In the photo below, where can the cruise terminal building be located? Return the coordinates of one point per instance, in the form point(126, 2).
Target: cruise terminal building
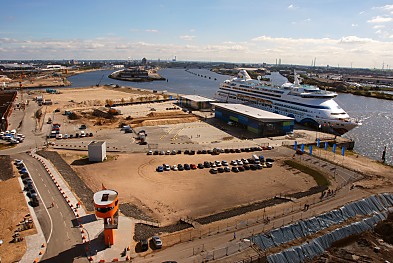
point(260, 122)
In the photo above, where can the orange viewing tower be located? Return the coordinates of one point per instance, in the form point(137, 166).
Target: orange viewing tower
point(106, 205)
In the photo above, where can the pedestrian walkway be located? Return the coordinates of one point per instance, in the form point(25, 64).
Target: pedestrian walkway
point(92, 228)
point(35, 244)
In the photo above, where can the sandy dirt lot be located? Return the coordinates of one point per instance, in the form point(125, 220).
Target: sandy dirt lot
point(12, 211)
point(169, 196)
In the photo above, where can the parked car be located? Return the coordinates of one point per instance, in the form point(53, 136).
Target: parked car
point(235, 169)
point(156, 241)
point(213, 171)
point(166, 167)
point(144, 245)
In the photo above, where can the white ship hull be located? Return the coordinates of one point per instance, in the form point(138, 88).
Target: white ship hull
point(308, 105)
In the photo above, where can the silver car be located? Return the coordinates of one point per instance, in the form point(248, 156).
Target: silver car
point(157, 241)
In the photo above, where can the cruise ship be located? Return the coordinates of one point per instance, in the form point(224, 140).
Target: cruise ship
point(309, 105)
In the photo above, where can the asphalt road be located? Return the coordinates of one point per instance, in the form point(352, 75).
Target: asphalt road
point(63, 239)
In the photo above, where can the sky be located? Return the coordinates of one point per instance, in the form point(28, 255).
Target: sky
point(357, 33)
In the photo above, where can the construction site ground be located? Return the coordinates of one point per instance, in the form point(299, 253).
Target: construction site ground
point(169, 196)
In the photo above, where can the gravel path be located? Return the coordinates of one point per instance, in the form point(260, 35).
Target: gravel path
point(6, 168)
point(133, 211)
point(73, 180)
point(256, 206)
point(143, 231)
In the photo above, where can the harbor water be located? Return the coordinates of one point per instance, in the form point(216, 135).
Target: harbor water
point(370, 138)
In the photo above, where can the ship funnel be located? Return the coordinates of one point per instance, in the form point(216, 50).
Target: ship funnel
point(243, 75)
point(296, 79)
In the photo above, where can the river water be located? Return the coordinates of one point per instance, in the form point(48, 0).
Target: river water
point(370, 138)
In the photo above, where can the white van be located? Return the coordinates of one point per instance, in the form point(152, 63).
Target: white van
point(255, 158)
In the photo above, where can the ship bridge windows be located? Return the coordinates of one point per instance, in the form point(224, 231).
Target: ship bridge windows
point(273, 97)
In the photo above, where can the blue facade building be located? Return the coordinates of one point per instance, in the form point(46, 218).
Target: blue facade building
point(260, 122)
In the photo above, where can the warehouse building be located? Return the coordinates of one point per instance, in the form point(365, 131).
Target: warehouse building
point(7, 99)
point(97, 151)
point(195, 102)
point(260, 122)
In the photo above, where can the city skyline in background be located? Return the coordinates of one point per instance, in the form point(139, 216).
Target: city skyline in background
point(330, 32)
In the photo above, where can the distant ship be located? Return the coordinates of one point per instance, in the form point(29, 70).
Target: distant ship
point(309, 105)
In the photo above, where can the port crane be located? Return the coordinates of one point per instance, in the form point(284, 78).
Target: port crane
point(99, 82)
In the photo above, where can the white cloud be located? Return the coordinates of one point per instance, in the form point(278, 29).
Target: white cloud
point(361, 51)
point(354, 39)
point(385, 7)
point(292, 7)
point(187, 37)
point(378, 26)
point(380, 19)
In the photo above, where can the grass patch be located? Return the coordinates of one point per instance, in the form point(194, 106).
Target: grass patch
point(319, 178)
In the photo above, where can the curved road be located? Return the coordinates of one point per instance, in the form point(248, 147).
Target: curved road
point(64, 242)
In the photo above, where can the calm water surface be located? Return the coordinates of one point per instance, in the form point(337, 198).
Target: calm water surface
point(370, 138)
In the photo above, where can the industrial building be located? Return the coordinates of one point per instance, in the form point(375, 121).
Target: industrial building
point(97, 151)
point(260, 122)
point(195, 102)
point(7, 99)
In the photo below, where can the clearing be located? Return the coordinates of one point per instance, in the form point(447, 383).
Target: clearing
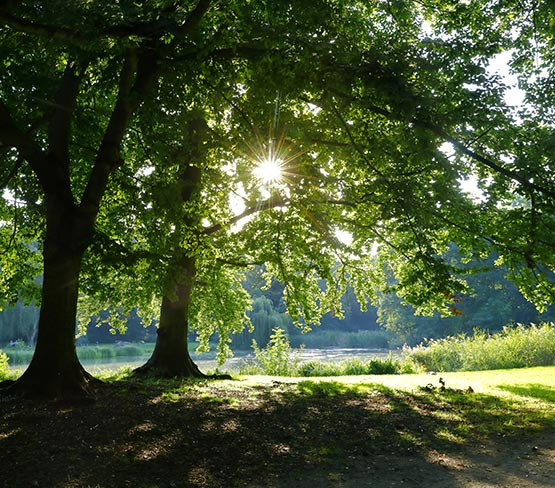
point(483, 429)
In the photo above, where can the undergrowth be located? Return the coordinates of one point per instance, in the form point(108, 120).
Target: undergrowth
point(3, 366)
point(517, 346)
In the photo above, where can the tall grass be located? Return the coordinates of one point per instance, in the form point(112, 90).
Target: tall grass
point(517, 346)
point(3, 366)
point(277, 359)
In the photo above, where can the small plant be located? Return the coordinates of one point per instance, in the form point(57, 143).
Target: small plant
point(3, 365)
point(276, 358)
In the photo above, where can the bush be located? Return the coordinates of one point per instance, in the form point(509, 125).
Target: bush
point(351, 367)
point(515, 347)
point(3, 366)
point(275, 359)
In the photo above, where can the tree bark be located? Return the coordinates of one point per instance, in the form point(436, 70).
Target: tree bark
point(171, 355)
point(55, 370)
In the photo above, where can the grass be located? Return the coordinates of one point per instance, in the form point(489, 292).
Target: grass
point(304, 432)
point(515, 347)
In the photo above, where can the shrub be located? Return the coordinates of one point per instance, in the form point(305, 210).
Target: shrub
point(514, 347)
point(3, 365)
point(355, 366)
point(275, 359)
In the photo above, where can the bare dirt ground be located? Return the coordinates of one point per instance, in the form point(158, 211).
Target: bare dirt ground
point(223, 434)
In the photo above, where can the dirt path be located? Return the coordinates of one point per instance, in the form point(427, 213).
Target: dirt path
point(276, 435)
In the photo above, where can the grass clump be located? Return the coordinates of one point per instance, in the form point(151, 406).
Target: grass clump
point(275, 359)
point(517, 346)
point(3, 366)
point(351, 367)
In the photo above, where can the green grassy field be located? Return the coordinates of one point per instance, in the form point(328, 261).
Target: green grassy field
point(486, 428)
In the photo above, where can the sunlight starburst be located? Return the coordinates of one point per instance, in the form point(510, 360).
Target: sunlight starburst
point(269, 171)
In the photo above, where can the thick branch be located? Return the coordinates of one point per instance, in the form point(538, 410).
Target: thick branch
point(147, 30)
point(59, 129)
point(266, 205)
point(12, 136)
point(137, 76)
point(194, 18)
point(456, 143)
point(39, 29)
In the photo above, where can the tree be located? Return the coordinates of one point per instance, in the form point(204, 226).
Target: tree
point(67, 121)
point(369, 97)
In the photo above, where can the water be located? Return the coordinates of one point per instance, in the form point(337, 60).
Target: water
point(207, 362)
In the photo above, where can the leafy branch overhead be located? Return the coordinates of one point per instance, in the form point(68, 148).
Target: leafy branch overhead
point(134, 137)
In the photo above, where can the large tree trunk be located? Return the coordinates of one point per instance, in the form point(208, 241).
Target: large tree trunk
point(55, 370)
point(171, 356)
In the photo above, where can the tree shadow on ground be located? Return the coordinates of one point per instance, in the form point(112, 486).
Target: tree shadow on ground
point(531, 390)
point(225, 434)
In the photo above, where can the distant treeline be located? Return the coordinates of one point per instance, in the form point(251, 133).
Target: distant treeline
point(493, 303)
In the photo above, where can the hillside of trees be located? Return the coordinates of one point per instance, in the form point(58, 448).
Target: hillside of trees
point(492, 303)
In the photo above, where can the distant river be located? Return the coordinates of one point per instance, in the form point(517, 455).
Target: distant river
point(208, 361)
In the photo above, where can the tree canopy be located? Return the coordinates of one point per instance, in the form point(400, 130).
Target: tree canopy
point(126, 129)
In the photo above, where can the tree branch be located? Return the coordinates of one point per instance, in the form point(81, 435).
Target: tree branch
point(438, 131)
point(12, 136)
point(266, 205)
point(65, 102)
point(139, 72)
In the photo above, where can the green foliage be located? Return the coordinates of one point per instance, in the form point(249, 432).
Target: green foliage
point(18, 322)
point(355, 367)
point(515, 347)
point(3, 365)
point(276, 359)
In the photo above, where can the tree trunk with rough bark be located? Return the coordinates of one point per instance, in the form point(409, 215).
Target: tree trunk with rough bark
point(55, 370)
point(171, 356)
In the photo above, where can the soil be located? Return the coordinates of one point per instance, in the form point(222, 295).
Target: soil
point(225, 434)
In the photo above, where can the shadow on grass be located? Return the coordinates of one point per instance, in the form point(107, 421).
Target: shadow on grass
point(172, 433)
point(531, 390)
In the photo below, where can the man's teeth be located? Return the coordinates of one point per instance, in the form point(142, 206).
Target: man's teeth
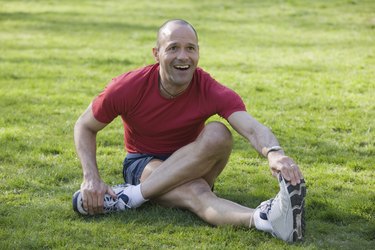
point(182, 66)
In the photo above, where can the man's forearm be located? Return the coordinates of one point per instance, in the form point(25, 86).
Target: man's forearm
point(85, 142)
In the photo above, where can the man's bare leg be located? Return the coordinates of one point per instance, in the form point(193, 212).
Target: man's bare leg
point(197, 196)
point(188, 176)
point(204, 158)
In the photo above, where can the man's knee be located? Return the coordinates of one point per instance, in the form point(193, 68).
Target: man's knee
point(216, 136)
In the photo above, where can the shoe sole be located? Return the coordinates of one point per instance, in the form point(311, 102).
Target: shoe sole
point(297, 195)
point(77, 198)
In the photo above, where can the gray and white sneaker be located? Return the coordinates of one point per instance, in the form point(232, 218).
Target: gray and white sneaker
point(286, 211)
point(110, 204)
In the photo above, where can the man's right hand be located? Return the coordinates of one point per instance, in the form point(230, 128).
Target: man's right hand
point(93, 192)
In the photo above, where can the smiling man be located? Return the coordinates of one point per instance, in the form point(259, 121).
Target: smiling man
point(173, 156)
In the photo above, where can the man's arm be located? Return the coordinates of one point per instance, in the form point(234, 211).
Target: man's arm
point(92, 187)
point(262, 139)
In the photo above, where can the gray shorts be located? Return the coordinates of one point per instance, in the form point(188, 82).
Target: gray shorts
point(134, 164)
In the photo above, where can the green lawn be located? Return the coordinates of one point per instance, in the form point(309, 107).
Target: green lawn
point(306, 69)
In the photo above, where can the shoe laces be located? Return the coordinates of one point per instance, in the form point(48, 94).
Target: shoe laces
point(265, 206)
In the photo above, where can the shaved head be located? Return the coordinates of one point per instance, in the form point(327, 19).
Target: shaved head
point(162, 30)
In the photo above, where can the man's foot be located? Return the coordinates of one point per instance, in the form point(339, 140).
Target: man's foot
point(286, 211)
point(110, 205)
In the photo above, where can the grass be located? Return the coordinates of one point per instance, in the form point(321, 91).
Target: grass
point(306, 69)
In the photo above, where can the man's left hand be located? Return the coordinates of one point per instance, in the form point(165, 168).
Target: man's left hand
point(283, 164)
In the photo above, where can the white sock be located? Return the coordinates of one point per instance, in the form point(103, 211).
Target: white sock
point(261, 224)
point(134, 193)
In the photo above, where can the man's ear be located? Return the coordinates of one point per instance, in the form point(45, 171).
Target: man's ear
point(155, 52)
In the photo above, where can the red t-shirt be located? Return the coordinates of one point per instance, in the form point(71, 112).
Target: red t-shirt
point(157, 125)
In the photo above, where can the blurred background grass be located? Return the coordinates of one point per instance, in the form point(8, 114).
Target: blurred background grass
point(306, 69)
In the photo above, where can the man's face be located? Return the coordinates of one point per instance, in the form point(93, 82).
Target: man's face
point(178, 54)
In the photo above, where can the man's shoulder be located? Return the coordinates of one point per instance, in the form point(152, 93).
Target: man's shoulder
point(137, 74)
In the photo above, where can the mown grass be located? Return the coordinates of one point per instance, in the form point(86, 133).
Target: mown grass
point(306, 69)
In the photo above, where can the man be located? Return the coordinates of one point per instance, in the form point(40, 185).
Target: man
point(173, 157)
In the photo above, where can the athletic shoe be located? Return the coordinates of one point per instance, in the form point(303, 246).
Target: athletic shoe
point(110, 204)
point(286, 211)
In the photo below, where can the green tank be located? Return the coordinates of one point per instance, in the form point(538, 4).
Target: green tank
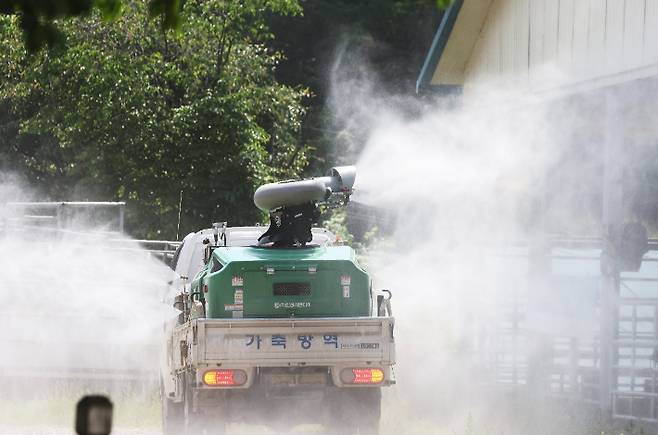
point(310, 281)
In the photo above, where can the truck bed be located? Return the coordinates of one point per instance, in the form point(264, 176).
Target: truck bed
point(254, 344)
point(285, 342)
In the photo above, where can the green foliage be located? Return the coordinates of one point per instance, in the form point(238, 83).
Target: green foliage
point(381, 42)
point(37, 18)
point(127, 111)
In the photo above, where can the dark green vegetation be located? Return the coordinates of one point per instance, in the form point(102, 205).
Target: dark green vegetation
point(125, 110)
point(36, 17)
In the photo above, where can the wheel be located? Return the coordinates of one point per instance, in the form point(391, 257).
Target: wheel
point(172, 414)
point(352, 411)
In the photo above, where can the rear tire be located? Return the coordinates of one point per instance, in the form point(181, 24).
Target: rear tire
point(172, 414)
point(203, 420)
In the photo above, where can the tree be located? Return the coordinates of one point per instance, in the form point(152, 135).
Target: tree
point(126, 111)
point(387, 38)
point(36, 18)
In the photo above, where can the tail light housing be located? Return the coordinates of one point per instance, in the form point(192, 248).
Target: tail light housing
point(224, 378)
point(362, 376)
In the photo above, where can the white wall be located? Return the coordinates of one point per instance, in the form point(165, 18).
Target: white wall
point(582, 39)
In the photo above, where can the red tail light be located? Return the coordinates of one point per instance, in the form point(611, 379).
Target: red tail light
point(224, 378)
point(362, 376)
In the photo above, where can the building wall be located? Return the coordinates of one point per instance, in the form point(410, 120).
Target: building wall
point(546, 41)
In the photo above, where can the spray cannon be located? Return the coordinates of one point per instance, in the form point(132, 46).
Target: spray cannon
point(294, 206)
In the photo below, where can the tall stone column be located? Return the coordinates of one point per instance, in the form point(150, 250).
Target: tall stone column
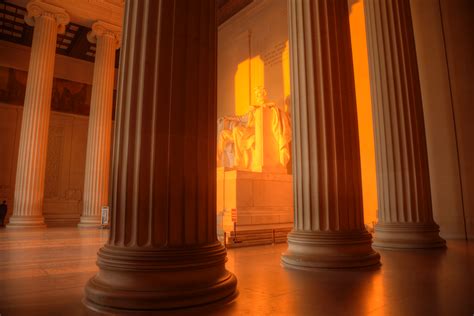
point(47, 20)
point(403, 183)
point(96, 183)
point(163, 250)
point(329, 230)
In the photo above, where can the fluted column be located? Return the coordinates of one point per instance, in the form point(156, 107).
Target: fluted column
point(403, 183)
point(163, 251)
point(96, 183)
point(328, 229)
point(30, 175)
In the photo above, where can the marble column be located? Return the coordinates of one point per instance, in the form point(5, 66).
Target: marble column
point(96, 183)
point(403, 183)
point(329, 230)
point(163, 250)
point(47, 20)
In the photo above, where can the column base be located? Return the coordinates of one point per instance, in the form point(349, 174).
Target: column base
point(144, 280)
point(329, 250)
point(89, 222)
point(408, 236)
point(26, 222)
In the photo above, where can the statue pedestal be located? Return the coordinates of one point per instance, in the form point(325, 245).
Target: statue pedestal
point(263, 203)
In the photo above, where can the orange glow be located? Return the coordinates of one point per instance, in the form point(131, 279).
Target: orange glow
point(245, 83)
point(285, 59)
point(364, 111)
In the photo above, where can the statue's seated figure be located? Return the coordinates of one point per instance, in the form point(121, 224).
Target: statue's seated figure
point(237, 134)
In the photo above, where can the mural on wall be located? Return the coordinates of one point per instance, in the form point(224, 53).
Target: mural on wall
point(67, 96)
point(12, 86)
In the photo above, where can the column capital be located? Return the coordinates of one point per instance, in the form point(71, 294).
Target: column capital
point(101, 28)
point(37, 9)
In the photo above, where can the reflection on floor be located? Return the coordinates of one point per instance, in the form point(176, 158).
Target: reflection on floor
point(43, 272)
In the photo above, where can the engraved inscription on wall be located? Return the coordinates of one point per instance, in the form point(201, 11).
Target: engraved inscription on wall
point(53, 162)
point(273, 56)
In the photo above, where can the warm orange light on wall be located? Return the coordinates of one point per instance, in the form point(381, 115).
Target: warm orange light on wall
point(364, 111)
point(285, 60)
point(249, 75)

- - - -

Written task:
Rewrite the items from the line with "form point(321, 91)." up to and including the line with "point(134, 193)", changing "left" to "right" and keeping everything else the same.

Exercise answer:
In the photo above, where can the grass be located? Return the coordinates of one point per instance, in the form point(321, 91).
Target: grass
point(306, 69)
In the photo above, where can the man's right hand be located? Return the coordinates of one point per instance, in the form point(165, 168).
Target: man's right hand
point(283, 164)
In the photo above, where can the white sock be located? Return the coordinates of one point per instance, in the form point(103, 211).
Target: white sock
point(261, 224)
point(134, 193)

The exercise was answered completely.